Region labeling entries
#####
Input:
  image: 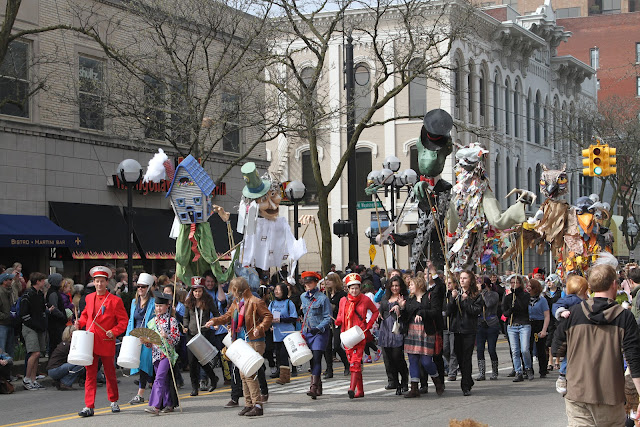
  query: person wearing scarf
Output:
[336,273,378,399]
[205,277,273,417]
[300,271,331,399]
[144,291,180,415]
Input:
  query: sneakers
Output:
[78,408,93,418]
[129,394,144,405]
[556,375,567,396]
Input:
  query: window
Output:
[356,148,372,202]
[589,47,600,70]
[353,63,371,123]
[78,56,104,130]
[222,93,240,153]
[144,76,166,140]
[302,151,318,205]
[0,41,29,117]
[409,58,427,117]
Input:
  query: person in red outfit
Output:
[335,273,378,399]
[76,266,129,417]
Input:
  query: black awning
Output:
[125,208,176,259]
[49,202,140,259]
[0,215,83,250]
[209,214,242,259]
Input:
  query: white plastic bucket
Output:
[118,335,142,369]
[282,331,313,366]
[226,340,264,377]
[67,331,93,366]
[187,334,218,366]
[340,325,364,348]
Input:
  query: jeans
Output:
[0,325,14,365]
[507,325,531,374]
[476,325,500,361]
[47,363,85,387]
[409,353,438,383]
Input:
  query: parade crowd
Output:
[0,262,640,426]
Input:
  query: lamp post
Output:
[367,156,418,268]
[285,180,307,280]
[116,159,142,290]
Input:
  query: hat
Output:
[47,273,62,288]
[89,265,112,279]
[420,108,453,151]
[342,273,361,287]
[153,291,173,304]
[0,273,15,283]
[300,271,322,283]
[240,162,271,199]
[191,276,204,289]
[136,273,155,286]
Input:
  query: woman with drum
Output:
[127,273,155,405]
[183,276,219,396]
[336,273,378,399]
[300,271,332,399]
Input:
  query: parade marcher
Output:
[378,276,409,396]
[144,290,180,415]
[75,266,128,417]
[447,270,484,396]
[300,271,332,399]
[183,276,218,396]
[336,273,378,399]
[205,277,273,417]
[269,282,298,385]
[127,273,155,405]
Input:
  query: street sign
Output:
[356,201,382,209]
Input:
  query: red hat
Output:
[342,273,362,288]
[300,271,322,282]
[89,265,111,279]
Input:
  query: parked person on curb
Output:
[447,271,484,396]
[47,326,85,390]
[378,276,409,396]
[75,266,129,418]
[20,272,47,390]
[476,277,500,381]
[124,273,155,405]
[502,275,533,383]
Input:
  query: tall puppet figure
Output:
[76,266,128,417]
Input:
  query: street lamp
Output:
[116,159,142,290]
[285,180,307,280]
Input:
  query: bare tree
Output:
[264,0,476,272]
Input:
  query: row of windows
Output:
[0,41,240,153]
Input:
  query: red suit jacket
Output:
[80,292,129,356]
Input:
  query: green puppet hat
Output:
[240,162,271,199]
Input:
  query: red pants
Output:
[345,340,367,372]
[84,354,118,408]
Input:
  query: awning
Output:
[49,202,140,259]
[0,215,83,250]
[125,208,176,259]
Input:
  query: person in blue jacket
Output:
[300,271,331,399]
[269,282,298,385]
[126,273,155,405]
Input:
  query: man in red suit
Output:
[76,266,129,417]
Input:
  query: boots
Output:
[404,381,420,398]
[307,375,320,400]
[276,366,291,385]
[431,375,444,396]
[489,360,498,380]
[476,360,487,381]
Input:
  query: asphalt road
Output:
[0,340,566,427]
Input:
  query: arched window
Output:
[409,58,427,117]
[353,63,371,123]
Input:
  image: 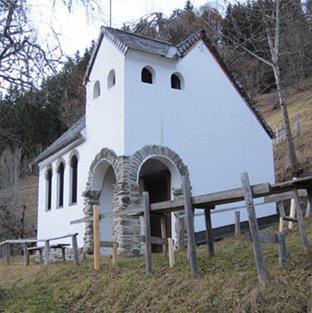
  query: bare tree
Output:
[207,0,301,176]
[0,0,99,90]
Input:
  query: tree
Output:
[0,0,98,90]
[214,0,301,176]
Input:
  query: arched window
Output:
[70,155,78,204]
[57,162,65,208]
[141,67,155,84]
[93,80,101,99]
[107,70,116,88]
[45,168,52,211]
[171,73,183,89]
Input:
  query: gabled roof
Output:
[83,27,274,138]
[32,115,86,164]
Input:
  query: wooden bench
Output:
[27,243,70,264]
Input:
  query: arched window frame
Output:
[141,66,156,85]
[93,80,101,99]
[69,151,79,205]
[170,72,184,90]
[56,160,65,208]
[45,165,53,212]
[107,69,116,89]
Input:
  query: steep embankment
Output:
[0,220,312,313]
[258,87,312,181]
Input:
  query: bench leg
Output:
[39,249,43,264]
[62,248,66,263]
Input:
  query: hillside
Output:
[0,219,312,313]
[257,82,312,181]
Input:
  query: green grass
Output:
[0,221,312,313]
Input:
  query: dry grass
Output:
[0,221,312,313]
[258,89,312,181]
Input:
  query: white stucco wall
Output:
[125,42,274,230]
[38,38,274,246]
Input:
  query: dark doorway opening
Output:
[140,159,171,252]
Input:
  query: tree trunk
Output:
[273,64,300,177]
#####
• **TASK DIRECTIONS**
Place every line of the entries above into a Markdown table with the columns Row and Line, numbering the rows and omitting any blank lines. Leave the pictures out of the table.

• **ANSWER TO THIS EXERCISE**
| Row | Line |
|---|---|
| 1 | Input: |
| 2 |   image:  |
| 3 |   query: person wearing scarf |
| 4 | Output: |
| 5 | [336,273,378,399] |
| 6 | [205,277,273,417] |
| 7 | [300,271,331,399] |
| 8 | [144,291,180,415] |
| 9 | Input: |
| 10 |   query: sneakers |
| 11 | Output: |
| 12 | [78,408,93,418] |
| 13 | [129,394,144,405] |
| 14 | [556,375,567,396] |
| 15 | Input: |
| 16 |   query: window |
| 17 | Output: |
| 18 | [356,148,372,202] |
| 19 | [589,47,600,70] |
| 20 | [353,63,371,123] |
| 21 | [78,56,104,130] |
| 22 | [222,93,240,153] |
| 23 | [144,76,166,140] |
| 24 | [302,151,318,205] |
| 25 | [0,41,29,117] |
| 26 | [409,58,427,117] |
| 27 | Input: |
| 28 |   query: person in red outfit |
| 29 | Output: |
| 30 | [335,273,378,399] |
| 31 | [76,266,129,417] |
| 32 | Input: |
| 33 |   query: black awning |
| 34 | Output: |
| 35 | [125,208,176,259] |
| 36 | [49,202,140,259] |
| 37 | [0,215,83,250] |
| 38 | [209,214,242,259] |
| 39 | Input: |
| 40 |   query: white plastic bucket |
| 41 | Output: |
| 42 | [118,335,142,369] |
| 43 | [282,331,313,366] |
| 44 | [226,340,264,377] |
| 45 | [67,331,93,366] |
| 46 | [187,334,218,366] |
| 47 | [340,325,364,348] |
| 48 | Input: |
| 49 |   query: jeans |
| 50 | Output: |
| 51 | [0,325,14,365] |
| 52 | [507,325,531,374] |
| 53 | [476,325,500,361] |
| 54 | [47,363,85,387] |
| 55 | [409,353,438,383] |
| 56 | Input: |
| 57 |   query: parade crowd |
| 58 | Output: |
| 59 | [0,262,640,426] |
| 60 | Input: |
| 61 |   query: lamp post |
| 62 | Output: |
| 63 | [367,156,418,268] |
| 64 | [285,180,307,280] |
| 65 | [116,159,142,290] |
| 66 | Input: |
| 67 |   query: hat |
| 68 | Output: |
| 69 | [47,273,62,288] |
| 70 | [89,265,112,279] |
| 71 | [420,108,453,151] |
| 72 | [342,273,361,287] |
| 73 | [153,291,173,304] |
| 74 | [0,273,15,283] |
| 75 | [300,271,322,283] |
| 76 | [240,162,271,199] |
| 77 | [191,276,204,289] |
| 78 | [136,273,155,286] |
| 79 | Input: |
| 80 |   query: woman with drum |
| 81 | Output: |
| 82 | [127,273,155,405] |
| 83 | [183,276,219,396] |
| 84 | [336,273,378,399] |
| 85 | [300,271,332,399] |
| 86 | Input: |
| 87 |   query: parade marcher |
| 88 | Output: |
| 89 | [378,276,409,396] |
| 90 | [144,290,180,415] |
| 91 | [75,266,128,417] |
| 92 | [447,270,484,396] |
| 93 | [300,271,332,399] |
| 94 | [183,276,218,396] |
| 95 | [336,273,378,399] |
| 96 | [205,277,273,417] |
| 97 | [269,282,298,385] |
| 98 | [127,273,155,405] |
| 99 | Input: |
| 100 |   query: street sign |
| 101 | Output: |
| 102 | [356,201,382,209] |
| 103 | Input: |
| 104 |   query: red hat |
| 105 | Output: |
| 106 | [342,273,362,288] |
| 107 | [300,271,322,282] |
| 108 | [89,265,111,279] |
| 109 | Input: |
| 110 |   query: parked person on curb |
| 111 | Output: |
| 112 | [447,271,484,396] |
| 113 | [47,326,85,390] |
| 114 | [378,276,409,396] |
| 115 | [75,266,129,418] |
| 116 | [20,272,47,390] |
| 117 | [476,277,500,381] |
| 118 | [124,273,155,405] |
| 119 | [502,275,533,383] |
| 120 | Input: |
| 121 |   query: tall puppet figure |
| 122 | Output: |
| 123 | [76,266,128,417] |
| 124 | Input: |
| 125 |   query: street lamp |
| 126 | Output: |
| 127 | [116,159,142,290] |
| 128 | [285,180,307,280] |
| 129 | Input: |
| 130 |   query: bare tree |
| 131 | Output: |
| 132 | [264,0,476,272] |
| 133 | Input: |
| 134 |   query: row of windows |
| 135 | Output: |
| 136 | [0,41,240,153] |
| 137 | Input: |
| 138 |   query: red suit jacket |
| 139 | Output: |
| 140 | [80,292,129,356] |
| 141 | Input: |
| 142 |   query: green puppet hat |
| 143 | Output: |
| 144 | [240,162,271,199] |
| 145 | Input: |
| 146 |   query: red pants |
| 147 | Output: |
| 148 | [345,340,367,372] |
| 149 | [84,354,118,408] |
| 150 | Input: |
| 151 |   query: awning |
| 152 | Output: |
| 153 | [49,202,140,259] |
| 154 | [0,215,83,250] |
| 155 | [125,208,176,259] |
| 156 | Input: |
| 157 |   query: person in blue jacket |
| 158 | Output: |
| 159 | [300,271,331,399] |
| 160 | [269,282,298,385] |
| 161 | [126,273,155,405] |
| 162 | Input: |
| 163 |   query: man in red suit |
| 164 | Output: |
| 165 | [76,266,129,417] |
| 166 | Input: |
| 167 |   query: boots |
| 168 | Output: |
| 169 | [404,381,420,398] |
| 170 | [307,375,320,400] |
| 171 | [276,366,291,385] |
| 172 | [431,375,444,396] |
| 173 | [489,360,498,380] |
| 174 | [476,360,487,381] |
| 175 | Input: |
| 176 |   query: asphalt road |
| 177 | Output: |
| 178 | [0,340,566,427] |
| 179 | Input: |
| 180 |   query: arched window |
| 181 | Output: |
| 182 | [409,58,427,117] |
| 183 | [353,63,371,123] |
| 184 | Input: |
| 185 |   image:  |
| 186 |   query: bare tree |
| 187 | Output: |
| 188 | [207,0,301,176] |
| 189 | [0,0,99,90] |
| 190 | Input: |
| 191 |   query: tree |
| 192 | Output: |
| 193 | [0,0,98,90] |
| 194 | [214,0,301,176] |
| 195 | Input: |
| 196 |   query: arched window |
| 197 | Output: |
| 198 | [70,155,78,204] |
| 199 | [57,162,65,208] |
| 200 | [141,67,155,84] |
| 201 | [93,80,101,99] |
| 202 | [107,70,116,88] |
| 203 | [45,168,52,211] |
| 204 | [171,73,183,89] |
| 205 | Input: |
| 206 |   query: gabled roof |
| 207 | Output: |
| 208 | [83,27,274,138] |
| 209 | [32,115,86,164] |
| 210 | Input: |
| 211 |   query: wooden bench |
| 212 | Output: |
| 213 | [27,243,70,264] |
| 214 | Input: |
| 215 |   query: arched window frame |
| 216 | Output: |
| 217 | [141,66,156,85] |
| 218 | [93,80,101,99] |
| 219 | [69,151,79,205] |
| 220 | [170,72,184,90] |
| 221 | [56,160,65,208] |
| 222 | [45,165,53,212] |
| 223 | [107,69,116,89] |
| 224 | Input: |
| 225 |   query: steep embankment |
| 226 | Output: |
| 227 | [0,220,312,313] |
| 228 | [258,87,312,181] |
| 229 | Input: |
| 230 |   query: bench leg |
| 231 | Output: |
| 232 | [39,249,43,264] |
| 233 | [62,248,66,263] |
| 234 | Input: |
| 235 |   query: hillside |
| 236 | Output: |
| 237 | [0,219,312,313] |
| 238 | [257,82,312,181] |
| 239 | Input: |
| 240 |   query: green grass |
| 241 | Output: |
| 242 | [0,221,312,313] |
| 243 | Input: |
| 244 |   query: dry grass |
| 245 | Output: |
| 246 | [0,221,312,313] |
| 247 | [258,89,312,181] |
| 248 | Input: |
| 249 |   query: white stucco wall |
| 250 | Output: |
| 251 | [125,42,274,230] |
| 252 | [38,38,274,246] |
| 253 | Input: |
| 254 |   query: dark doorway opening |
| 255 | Output: |
| 256 | [140,159,171,252] |
| 257 | Input: |
| 258 |   query: tree trunk |
| 259 | Output: |
| 260 | [273,64,300,177] |